Give back an exact copy of the lines in the records below, from the line that has "<point>155,119</point>" through the line that has "<point>768,711</point>", and nothing besides.

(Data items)
----

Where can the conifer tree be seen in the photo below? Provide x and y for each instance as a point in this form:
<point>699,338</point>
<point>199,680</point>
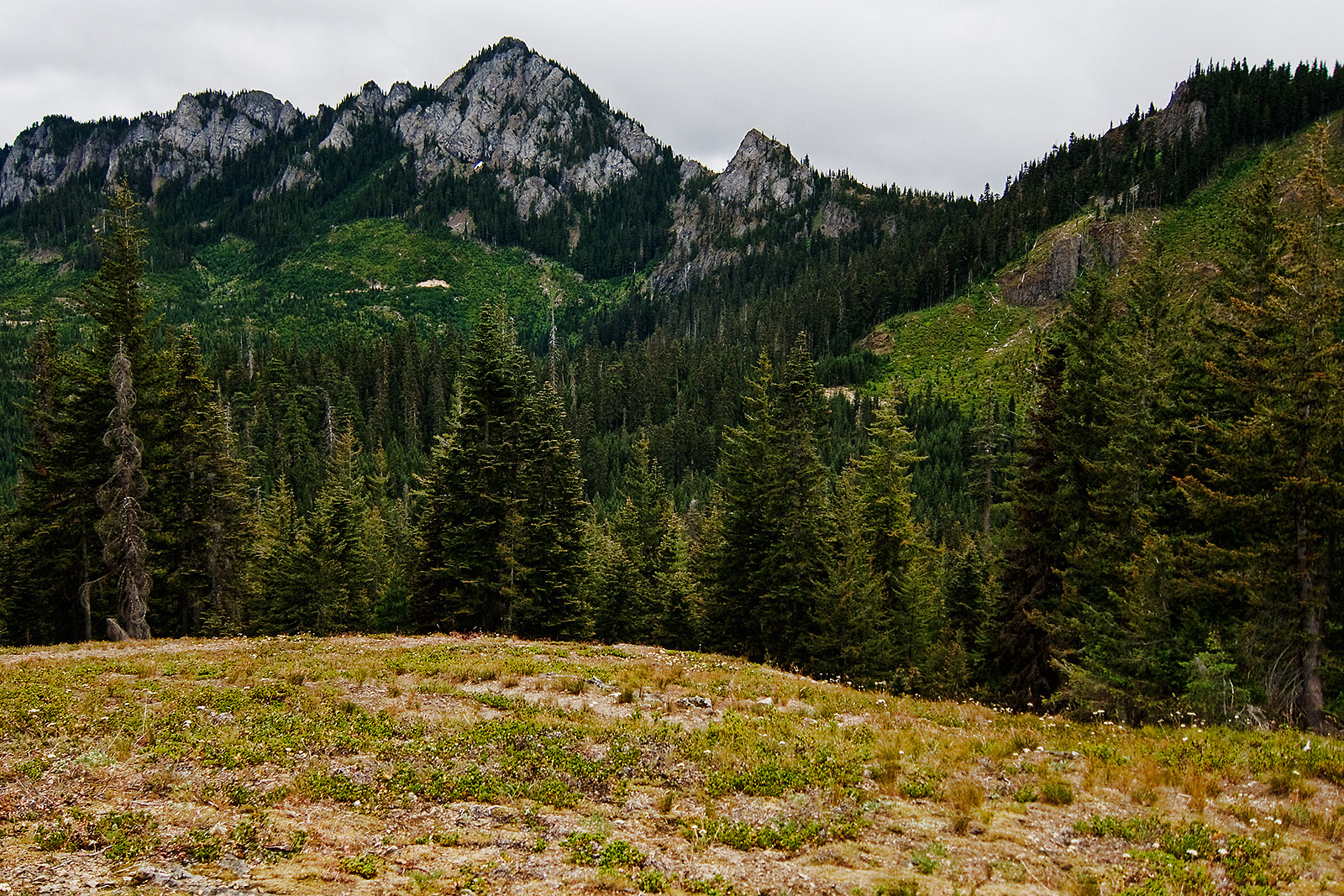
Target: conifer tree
<point>769,553</point>
<point>123,526</point>
<point>501,532</point>
<point>1277,466</point>
<point>207,521</point>
<point>902,558</point>
<point>84,396</point>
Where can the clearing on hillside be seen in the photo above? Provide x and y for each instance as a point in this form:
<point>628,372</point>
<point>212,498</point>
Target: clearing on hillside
<point>449,765</point>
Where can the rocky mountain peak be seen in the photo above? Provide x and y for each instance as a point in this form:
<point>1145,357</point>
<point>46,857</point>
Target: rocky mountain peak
<point>194,139</point>
<point>763,170</point>
<point>761,179</point>
<point>528,120</point>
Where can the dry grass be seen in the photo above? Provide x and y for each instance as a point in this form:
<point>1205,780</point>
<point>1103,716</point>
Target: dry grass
<point>443,765</point>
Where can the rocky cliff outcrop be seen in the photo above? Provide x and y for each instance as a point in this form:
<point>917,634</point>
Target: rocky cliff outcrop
<point>192,140</point>
<point>528,120</point>
<point>712,228</point>
<point>1053,266</point>
<point>533,123</point>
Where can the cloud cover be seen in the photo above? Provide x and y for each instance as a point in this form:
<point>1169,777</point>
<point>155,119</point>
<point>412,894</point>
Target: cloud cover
<point>938,96</point>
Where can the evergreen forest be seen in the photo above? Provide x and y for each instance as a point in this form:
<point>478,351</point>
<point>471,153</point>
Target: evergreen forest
<point>326,411</point>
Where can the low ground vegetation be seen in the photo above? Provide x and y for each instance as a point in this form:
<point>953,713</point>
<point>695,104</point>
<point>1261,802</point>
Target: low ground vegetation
<point>449,765</point>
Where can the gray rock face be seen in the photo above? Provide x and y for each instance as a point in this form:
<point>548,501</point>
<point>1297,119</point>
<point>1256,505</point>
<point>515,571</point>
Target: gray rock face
<point>1053,266</point>
<point>763,179</point>
<point>763,172</point>
<point>526,118</point>
<point>203,130</point>
<point>531,123</point>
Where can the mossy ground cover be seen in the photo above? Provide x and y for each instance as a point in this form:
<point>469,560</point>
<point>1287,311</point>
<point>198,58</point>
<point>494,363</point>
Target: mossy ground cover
<point>444,765</point>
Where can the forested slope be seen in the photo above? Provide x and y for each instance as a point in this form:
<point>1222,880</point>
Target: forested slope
<point>1025,493</point>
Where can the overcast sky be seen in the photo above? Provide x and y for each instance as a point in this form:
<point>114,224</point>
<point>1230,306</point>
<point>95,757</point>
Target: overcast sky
<point>933,94</point>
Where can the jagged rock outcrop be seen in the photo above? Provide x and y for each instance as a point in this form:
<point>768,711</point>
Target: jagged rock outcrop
<point>1053,266</point>
<point>367,107</point>
<point>202,132</point>
<point>531,123</point>
<point>709,228</point>
<point>528,120</point>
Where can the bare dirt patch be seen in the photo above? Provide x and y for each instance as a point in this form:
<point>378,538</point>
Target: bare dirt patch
<point>497,766</point>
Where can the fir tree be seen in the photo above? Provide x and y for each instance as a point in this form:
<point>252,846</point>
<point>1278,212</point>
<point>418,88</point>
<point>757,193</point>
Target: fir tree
<point>501,531</point>
<point>769,553</point>
<point>1277,466</point>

----

[Expected answer]:
<point>155,119</point>
<point>412,894</point>
Target: cloud cover
<point>938,96</point>
Where can the evergreen forest be seen in the photo above? Provide x and y for each instance as a point in this form:
<point>478,351</point>
<point>471,153</point>
Target: evergreen forest
<point>326,411</point>
Where can the low ground vegetation be seen in the photo above? Provide x and y for each instance as a point in this form:
<point>953,713</point>
<point>695,104</point>
<point>1261,802</point>
Target: low ground vegetation
<point>449,765</point>
Where can the gray rock face be seen in the photo above? Provide x and y for each instance as a point in this form:
<point>548,501</point>
<point>1297,119</point>
<point>1256,505</point>
<point>515,571</point>
Target: gray rock face
<point>1053,266</point>
<point>763,179</point>
<point>763,172</point>
<point>526,118</point>
<point>203,130</point>
<point>531,123</point>
Where can the mossy ground cover be seen in the photo above? Provide x and y for each instance as a point in this form:
<point>469,560</point>
<point>1287,311</point>
<point>198,58</point>
<point>494,363</point>
Target: mossy ground cover
<point>444,765</point>
Where can the forested slope be seen in the photo above? Provide x and y for each instance as a point in this form:
<point>1222,880</point>
Target: forested slope
<point>1025,493</point>
Where can the overcast sky be seen in the photo above? Provide x and y for each instance as a point in this form:
<point>114,224</point>
<point>1230,306</point>
<point>95,757</point>
Target: overcast sky
<point>933,94</point>
Where can the jagged rock outcrop be seen in the photo above? Provide x and y for each instance as a point in this form:
<point>768,711</point>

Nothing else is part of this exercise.